* _КРАТКОЕ ЗАДАНИЕ 1_
Что вице-король Сицилии предложил Рюйтеру в качестве взятки во фрагменте текста о Дюкене и Рюйтере?
* _КРАТКОЕ ЗАДАНИЕ 2_
Перескажите короче в виде списка абзац фрагмента текста, начинающийся словами «Тем временем в Палермо», сохранив его основные факты.

* _ФРАГМЕНТ ТЕКСТА_
^^^^^^^^
Отступление, впрочем, не помешало Дюкену написать в Версаль о своей победе! Людовик Черырнадцатый был так рад этому известию, что тотчас собственноручно начертал ответ своему флотоводцу. Вот он:
«Господину Дюкену генерал-лейтенанту морских сил Моих. Господин Дюкен, я не удивился тому, что Вы сделали во славу моего оружия против неприятельского флота у острова Липари. Я и не ожидал меньшего от Вашего мужества и опытности в море, Мне очень приятно уверить Вас, что я совершенно доволен Вашими подвигами и то буду вспоминать о них с удовольствием. Впрочем, я хочу, чтобы это письмо, писанное моей рукой, было для Вас залогом, что Вы получите существенные знаки моего благоволения во всех случаях, какие только представятся…»
Тем временем в Палермо Рюйтер дал знать испанскому вице-королю Сицилии принцу де Монтесархио, что срок его шестимесячной командировки подходит к концу и ему пора возвращаться к родным берегам. Перепуганный такой новостью вице-король, невзирая на свой высокий ранг и плюнув на все политесы, самолично примчался к генерал-адмиралу на корабль и слезно умолял его остаться хотя бы еще немного. В виде взятки хитрый испанец тут же вытащил тяжеленную золотую цепь с медалью усеянной бриллиантами.
– Это вам, мой ненаглядный Рюйтер! – говорил он самым ласковым голосом, протягивая генерал-адмиралу бряцающее золото.
Раздосадованный Рюйтер от подарка отказался наотрез:
– Такие цепи не для моряков! Она залог верной смерти при кораблекрушении! Поищите для нее более достойного хозяина!
И тогда вице-король разрыдался. Размазывая слезы по своему густо напудренному лицу, он жалостно причитал:
– Что же теперь будет? Ой, что же теперь будет?
– Но у меня к вам, тоже будет просьба! – обратился к несчастному Рюйтер, презрительно кривя губы.
^^^^^^^^
* _ПРЕДОСТАВЛЕННЫЕ ЗАПИСИ_
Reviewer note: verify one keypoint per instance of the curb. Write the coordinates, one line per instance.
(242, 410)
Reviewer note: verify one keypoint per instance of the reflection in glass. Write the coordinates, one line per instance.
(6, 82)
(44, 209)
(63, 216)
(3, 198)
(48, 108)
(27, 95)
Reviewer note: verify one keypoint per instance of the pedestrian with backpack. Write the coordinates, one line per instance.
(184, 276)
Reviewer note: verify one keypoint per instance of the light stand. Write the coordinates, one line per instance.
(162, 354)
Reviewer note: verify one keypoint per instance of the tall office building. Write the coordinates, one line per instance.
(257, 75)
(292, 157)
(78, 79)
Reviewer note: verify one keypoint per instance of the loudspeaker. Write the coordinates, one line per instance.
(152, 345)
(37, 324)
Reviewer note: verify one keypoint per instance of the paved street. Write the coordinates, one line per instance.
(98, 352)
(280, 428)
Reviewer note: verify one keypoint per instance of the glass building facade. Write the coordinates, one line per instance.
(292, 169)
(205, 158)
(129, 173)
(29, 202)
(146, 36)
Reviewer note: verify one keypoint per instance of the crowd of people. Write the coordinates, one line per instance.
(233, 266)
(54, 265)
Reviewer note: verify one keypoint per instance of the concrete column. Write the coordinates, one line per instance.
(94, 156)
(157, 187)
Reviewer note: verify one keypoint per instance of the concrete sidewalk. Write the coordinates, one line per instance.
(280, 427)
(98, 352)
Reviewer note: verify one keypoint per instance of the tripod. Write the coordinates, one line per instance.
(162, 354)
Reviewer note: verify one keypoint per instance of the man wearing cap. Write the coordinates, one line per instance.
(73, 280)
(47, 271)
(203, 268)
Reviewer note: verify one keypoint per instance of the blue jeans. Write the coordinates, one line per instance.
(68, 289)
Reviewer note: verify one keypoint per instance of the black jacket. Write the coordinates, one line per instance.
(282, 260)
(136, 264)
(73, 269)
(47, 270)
^^^^^^^^
* _РЕШЕНИЕ ЗАДАЧИ 1_
Тяжеленную золотую цепь с медалью, усеянной бриллиантами.

* _РЕШЕНИЕ ЗАДАЧИ 2_
- В Палермо Рюйтер сообщил испанскому вице-королю Сицилии принцу де Монтесархио, что срок его шестимесячной командировки подходит к концу и ему пора домой.
- Перепуганный вице-король, несмотря на высокий ранг, сам примчался к генерал-адмиралу на корабль и слезно умолял его остаться еще хотя бы немного.
- В виде взятки он достал тяжеленную золотую цепь с медалью, усеянной бриллиантами.